One version of the forgotten utopia of cicadas can be found in Plato’s “Phaedrus.” When Socrates runs into one of his students walking outside the Athenian city walls, the two settle by a shaded stream to talk. Socrates notices that their conversation is competing with the shrill sound of cicadas. The eavesdropping insects listen as teacher and student debate the virtues of friendship over erotic love, the blessings of madness, the immortality of the soul, the art of rhetoric, and the superiority of speech to written text.

Alan Burdick, in an essay on the mating rituals of the insects, found cicada researchers David Marshall and John Cooley also waxing poetic about them:

As one gets older, the presentation of youth can begin to feel apocalyptic. It is always rising up, always gaining in number—insistent, heedless, both a memory and a premonition. “Working with seventeen-year cicadas brings the past into a different kind of perspective,” Marshall told me. “The last time this brood was out was seventeen years ago; a lot has happened since then. You’re having those moments with every brood that comes up; it’s always seventeen years ago. Every year, I’m saying, basically, ‘Ah, this is the brood from ’96, we were in this particular place.’ ” It’s like when you hear a song on the radio, he said: “It takes you right back to where you were.” He added, “It certainly makes me think how old I’ll be next time. That’s always where your thoughts go when you think forward from a brood.”

--- Entries provided ---
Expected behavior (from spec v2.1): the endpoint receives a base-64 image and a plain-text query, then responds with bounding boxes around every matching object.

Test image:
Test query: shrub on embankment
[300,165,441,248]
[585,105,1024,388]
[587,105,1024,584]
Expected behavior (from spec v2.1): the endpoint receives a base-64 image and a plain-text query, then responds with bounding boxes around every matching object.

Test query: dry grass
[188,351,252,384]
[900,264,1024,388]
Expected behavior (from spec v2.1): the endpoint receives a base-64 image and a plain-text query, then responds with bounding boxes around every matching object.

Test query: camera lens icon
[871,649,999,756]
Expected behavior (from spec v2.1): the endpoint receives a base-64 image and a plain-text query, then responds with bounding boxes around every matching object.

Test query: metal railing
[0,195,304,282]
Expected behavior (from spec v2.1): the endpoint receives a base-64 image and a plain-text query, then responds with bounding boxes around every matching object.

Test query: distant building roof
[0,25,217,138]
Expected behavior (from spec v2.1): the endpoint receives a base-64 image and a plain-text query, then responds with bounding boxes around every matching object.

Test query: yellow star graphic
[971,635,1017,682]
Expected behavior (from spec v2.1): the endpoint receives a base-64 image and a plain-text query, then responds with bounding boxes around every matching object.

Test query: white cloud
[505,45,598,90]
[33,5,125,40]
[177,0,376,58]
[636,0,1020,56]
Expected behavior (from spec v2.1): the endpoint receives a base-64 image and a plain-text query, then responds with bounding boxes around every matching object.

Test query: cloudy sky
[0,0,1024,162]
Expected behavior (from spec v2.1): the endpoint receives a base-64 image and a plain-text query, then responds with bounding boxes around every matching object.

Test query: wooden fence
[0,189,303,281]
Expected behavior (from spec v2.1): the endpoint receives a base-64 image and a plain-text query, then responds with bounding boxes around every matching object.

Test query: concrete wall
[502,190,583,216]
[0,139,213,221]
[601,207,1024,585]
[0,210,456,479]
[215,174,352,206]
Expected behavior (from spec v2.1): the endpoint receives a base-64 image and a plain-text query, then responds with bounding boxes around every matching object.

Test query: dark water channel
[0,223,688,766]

--- Prompt 1 ---
In the cicada passage, where do Socrates and his student sit down to talk?
--- Prompt 2 ---
Reproduce the cicada passage word for word from "One version of" to "to written text.".
--- Prompt 3 ---
Write a continuation of the cicada passage, picking up after its final sentence.
You can set the items aside.

--- Answer 1 ---
By a shaded stream.

--- Answer 2 ---
One version of the forgotten utopia of cicadas can be found in Plato’s “Phaedrus.” When Socrates runs into one of his students walking outside the Athenian city walls, the two settle by a shaded stream to talk. Socrates notices that their conversation is competing with the shrill sound of cicadas. The eavesdropping insects listen as teacher and student debate the virtues of friendship over erotic love, the blessings of madness, the immortality of the soul, the art of rhetoric, and the superiority of speech to written text.

--- Answer 3 ---
(Photo by Flickr user superbatfish)

Married To Different Gods

Martin Marty ponders the gritty realities of interfaith marriage. He finds Naomi Schaefer Riley’s recent book, Till Faith Do Us Part: How Interfaith Marriage Is Transforming America, a welcome exploration of the issues involved:

Ms. Riley herself and many reviewers are in “interfaith” marriages, and find much to affirm in many of them, but they are also aware of what social scientific data says about the causes of changes in marriage trends. Some data suggests that, among large communities, Mormons and Muslims are the most successful at holding off marriage “across the aisles,” to use The Economist’s terms.

Ask, in polls, which religion “other than your own” you view most positively, and the largest set of respondents lists Mormon and Muslim as problematic. Years ago Jews and Catholics were most feared and despised, but today they are most readily accepted by others! One reason for the change is interfaith marriage, and, alongside it, many other means of getting to know “the other.”

In an interview, Schaefer Riley describes what’s surprised her about her own interfaith marriage:

I told my husband on our first date that I plan to raise my children Jewish. In my survey, though, apparently, about less than half of interfaith couples actually talk about how they’re going to raise their children before they get married. So that wasn’t a big surprise. But I will say one of the interesting things is that I think most people getting into interfaith unions seem to think it’s kind of one discussion happens, somebody wins, and then you sort of move forward from there.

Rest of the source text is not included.